What you are asked to do — Write out, character for character, the part of the WiFi lecture transcript that begins with the words "commons which we" and ends with the words "at home too.".

Document passage —

=== Section Start ===

Welcome to lecture eighteen of Networks, Friends, Money, and Bytes.

And today's question is, why is WiFi faster at my home then at hot spots?

And this might be a question that many of us are wondering about.

And the root cause, in two bullets, is that.

The interference managing system used in WiFi does not scale well as the number of

stations or user devices increases even from just several to just say ten or a

dozen. In other words, the trajedy of the

commons which we observed in many different social and tech networks is not

efficiently litigated in the case of WiFi by what they use as the random access

method as soon as the crowd is reasonably big.

For example, in a hotspot. And then increasingly perhaps at home as

the number of WiFi devices active at the same time increases at home too.

In order to get into the more complete answer, we have to look at a little bit

of the history of WiFi. Okay?

Now WiFi started in the mid to late 90's in the standardization body by IEEE.

Now, you have seen quite a few different standardization bodies names such as

IETF, mostly for internet, type of standards.

You've seen ITU, and you've seen, in cellular world, so called third

generation, standardization body, 3GPP and 3GPP2.

=== Section End ===

Supplied information —
=== Section Start ===

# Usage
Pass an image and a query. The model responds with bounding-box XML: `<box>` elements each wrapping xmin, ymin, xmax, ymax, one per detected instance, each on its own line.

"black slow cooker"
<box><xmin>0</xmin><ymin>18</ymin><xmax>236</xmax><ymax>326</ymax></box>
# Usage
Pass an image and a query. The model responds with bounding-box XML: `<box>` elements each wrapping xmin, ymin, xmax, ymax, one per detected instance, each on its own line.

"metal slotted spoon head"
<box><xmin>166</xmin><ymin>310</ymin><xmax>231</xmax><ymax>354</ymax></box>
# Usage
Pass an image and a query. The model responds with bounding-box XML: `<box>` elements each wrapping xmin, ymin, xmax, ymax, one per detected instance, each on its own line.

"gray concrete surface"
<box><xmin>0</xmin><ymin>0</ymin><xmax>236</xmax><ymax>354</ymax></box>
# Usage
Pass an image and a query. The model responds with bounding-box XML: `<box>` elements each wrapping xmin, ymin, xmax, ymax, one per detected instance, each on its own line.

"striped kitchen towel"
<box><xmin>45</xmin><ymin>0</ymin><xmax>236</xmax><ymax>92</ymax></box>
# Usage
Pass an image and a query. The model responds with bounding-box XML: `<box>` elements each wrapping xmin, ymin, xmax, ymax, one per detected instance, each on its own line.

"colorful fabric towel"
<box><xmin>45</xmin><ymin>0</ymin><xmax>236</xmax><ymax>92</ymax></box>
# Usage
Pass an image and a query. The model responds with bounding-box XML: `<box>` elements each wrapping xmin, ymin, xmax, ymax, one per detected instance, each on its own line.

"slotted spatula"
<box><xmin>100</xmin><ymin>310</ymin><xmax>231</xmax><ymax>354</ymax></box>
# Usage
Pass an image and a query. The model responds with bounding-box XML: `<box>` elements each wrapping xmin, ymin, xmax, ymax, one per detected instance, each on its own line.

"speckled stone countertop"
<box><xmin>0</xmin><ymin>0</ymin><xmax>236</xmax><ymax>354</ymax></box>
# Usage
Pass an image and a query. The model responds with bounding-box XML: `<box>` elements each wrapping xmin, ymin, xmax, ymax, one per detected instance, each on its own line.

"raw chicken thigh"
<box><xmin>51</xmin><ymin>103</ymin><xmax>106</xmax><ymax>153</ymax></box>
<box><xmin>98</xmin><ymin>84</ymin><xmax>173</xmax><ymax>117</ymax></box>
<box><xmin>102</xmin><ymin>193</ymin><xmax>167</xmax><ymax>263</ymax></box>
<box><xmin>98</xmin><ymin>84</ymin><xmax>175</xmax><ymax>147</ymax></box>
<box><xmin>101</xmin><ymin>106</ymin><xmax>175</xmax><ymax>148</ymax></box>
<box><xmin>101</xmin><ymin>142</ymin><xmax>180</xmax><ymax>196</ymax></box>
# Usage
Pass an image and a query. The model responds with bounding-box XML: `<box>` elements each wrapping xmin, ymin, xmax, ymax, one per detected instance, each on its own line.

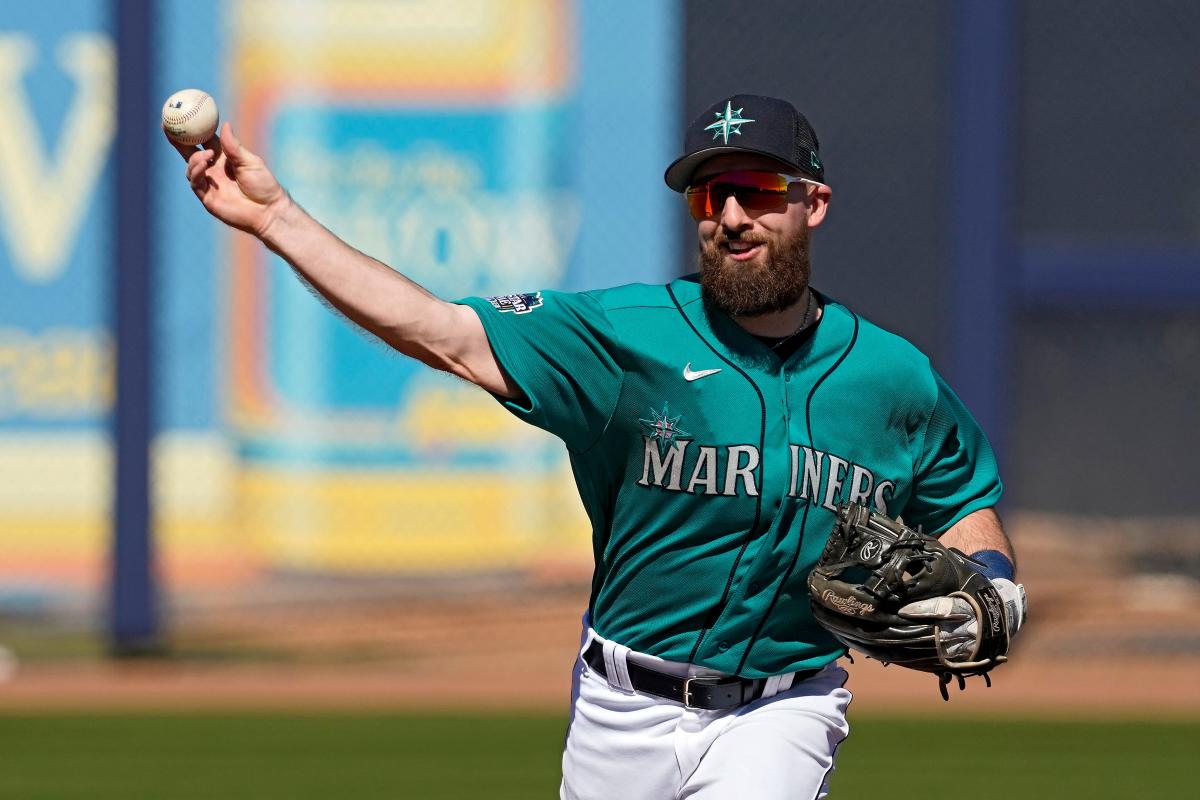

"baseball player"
<box><xmin>180</xmin><ymin>95</ymin><xmax>1024</xmax><ymax>800</ymax></box>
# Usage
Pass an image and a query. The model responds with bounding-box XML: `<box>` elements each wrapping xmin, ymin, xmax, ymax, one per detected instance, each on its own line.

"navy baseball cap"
<box><xmin>662</xmin><ymin>95</ymin><xmax>824</xmax><ymax>192</ymax></box>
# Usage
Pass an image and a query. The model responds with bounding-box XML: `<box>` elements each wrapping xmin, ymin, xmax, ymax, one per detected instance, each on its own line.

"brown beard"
<box><xmin>700</xmin><ymin>224</ymin><xmax>812</xmax><ymax>317</ymax></box>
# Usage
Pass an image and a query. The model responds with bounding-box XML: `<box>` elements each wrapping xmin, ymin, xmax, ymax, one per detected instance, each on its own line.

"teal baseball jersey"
<box><xmin>461</xmin><ymin>276</ymin><xmax>1002</xmax><ymax>678</ymax></box>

=== Section End ===

Answer box —
commons which we observed in many different social and tech networks is not

efficiently litigated in the case of WiFi by what they use as the random access

method as soon as the crowd is reasonably big.

For example, in a hotspot. And then increasingly perhaps at home as

the number of WiFi devices active at the same time increases at home too.